Text »
■ ■ ■

"Vater, in deine Hände übergeben wir seinen Geist", so Papst Franziskus beim Requiem für den emeritierten Papst Benedikt XVI. am 5. Jänner 2023 auf dem Petersplatz.
"Vater, in deine Hände übergeben wir seinen Geist", so Papst Franziskus beim Requiem für den emeritierten Papst Benedikt XVI. am 5. Jänner 2023 auf dem Petersplatz.
In seiner Predigt beim Requiem auf dem Petersplatz erinnert Franziskus auch an die Mühen des Papsttums, die schwierigen Aufgaben, denen sich "ein Hirte" stellen müsse, "zwischen Kreuzungspunkten und Widersprüchen".

■ ■ ■

Gegebene Zeilen »

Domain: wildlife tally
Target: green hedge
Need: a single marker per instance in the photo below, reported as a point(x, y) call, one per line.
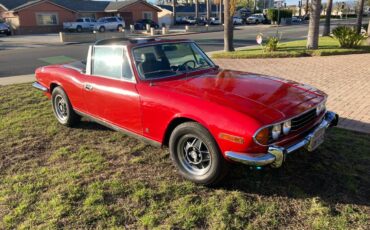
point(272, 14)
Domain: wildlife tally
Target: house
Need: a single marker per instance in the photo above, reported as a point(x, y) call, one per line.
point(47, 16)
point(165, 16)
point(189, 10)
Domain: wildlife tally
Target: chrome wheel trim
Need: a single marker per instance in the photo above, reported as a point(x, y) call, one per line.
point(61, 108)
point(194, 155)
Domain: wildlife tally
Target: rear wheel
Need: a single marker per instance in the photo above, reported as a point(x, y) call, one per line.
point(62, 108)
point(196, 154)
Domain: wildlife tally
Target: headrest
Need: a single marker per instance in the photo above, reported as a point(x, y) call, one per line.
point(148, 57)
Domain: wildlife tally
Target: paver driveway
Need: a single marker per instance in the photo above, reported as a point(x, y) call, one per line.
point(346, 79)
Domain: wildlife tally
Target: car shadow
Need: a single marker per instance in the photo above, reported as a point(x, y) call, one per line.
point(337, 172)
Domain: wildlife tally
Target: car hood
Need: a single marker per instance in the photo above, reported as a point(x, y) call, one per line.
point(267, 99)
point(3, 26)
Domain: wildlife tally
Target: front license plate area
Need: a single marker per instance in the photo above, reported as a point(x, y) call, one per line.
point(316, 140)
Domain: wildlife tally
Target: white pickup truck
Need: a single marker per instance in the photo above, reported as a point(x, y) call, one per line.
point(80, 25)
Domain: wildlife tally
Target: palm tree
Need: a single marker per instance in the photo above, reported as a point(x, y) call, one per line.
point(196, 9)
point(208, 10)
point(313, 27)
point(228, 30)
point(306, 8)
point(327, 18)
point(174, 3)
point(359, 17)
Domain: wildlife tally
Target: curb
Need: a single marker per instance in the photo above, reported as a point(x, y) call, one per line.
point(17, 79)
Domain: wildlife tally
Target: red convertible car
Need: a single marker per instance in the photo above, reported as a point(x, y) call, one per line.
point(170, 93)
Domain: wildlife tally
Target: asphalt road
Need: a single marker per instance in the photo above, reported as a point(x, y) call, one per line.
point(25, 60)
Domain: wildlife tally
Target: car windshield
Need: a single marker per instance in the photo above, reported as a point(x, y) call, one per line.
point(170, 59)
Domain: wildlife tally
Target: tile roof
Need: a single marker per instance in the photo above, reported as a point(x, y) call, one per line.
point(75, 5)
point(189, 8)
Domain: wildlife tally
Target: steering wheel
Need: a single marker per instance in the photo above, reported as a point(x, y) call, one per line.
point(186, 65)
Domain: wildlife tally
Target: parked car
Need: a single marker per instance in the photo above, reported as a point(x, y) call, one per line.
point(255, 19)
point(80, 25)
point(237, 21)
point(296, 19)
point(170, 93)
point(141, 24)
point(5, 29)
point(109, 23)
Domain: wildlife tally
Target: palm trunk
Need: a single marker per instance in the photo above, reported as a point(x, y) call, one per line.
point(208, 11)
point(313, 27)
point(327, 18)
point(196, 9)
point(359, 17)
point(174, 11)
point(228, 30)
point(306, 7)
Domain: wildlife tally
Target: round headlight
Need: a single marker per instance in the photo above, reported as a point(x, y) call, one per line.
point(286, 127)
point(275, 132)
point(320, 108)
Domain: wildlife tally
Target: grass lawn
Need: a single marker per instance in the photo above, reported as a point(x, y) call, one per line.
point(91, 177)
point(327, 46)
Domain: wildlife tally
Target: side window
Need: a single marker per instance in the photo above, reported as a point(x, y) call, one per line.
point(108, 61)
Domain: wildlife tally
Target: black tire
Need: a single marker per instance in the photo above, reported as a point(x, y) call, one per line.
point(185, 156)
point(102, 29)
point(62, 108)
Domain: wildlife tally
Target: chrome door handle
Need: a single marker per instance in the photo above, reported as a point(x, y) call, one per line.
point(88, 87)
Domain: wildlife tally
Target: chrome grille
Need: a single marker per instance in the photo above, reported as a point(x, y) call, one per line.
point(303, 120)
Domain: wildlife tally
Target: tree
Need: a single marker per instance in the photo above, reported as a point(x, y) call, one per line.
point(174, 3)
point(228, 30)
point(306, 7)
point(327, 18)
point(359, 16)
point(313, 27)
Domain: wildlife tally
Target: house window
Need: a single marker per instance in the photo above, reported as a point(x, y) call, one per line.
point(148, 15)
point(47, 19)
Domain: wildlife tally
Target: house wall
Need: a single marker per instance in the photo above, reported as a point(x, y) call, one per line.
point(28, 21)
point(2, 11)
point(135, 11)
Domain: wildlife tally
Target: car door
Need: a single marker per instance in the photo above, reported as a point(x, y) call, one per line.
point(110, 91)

■ ■ ■

Aufgaben »
1. Zieh aus den Zeilen oben jede heraus, in der das Wort "house" vorkommt.
2. Schreib den Text über das Requiem für Benedikt XVI. im Anschluss an seinen letzten Satz weiter.

Ergebnisse »
1.
Target: house
Target: house window
Target: house wall

2.
Der emeritierte Papst Benedikt XVI. ist am Donnerstag im Vatikan zur letzten Ruhe geleitet worden. Papst Franziskus würdigte bei der rund zweistündigen Totenmesse auf dem Petersplatz die Weisheit und das Feingefühl seines Vorgängers. In seiner Predigt ging Franziskus besonders auf Benedikts Gottvertrauen ein, auf seine Hingabe im Gebet und Liebe zum Evangelium. Er erinnerte zudem an die Mühen des Papsttums, die schwierige Aufgaben, denen sich "ein Hirte" stellen müsse - "zwischen Kreuzungspunkten und Widersprüchen".
Gottvertrauen aber bringe die Sanftmut hervor, "die fähig ist zu verstehen, anzunehmen, zu hoffen und alles zu wagen" - auch über das Unverständnis, das dies hervorrufen könne, hinaus. Es lasse den Hirten verstehen, was zu tun ist, und passe sein Herz und seine Entscheidungen den Zeiten Gottes an.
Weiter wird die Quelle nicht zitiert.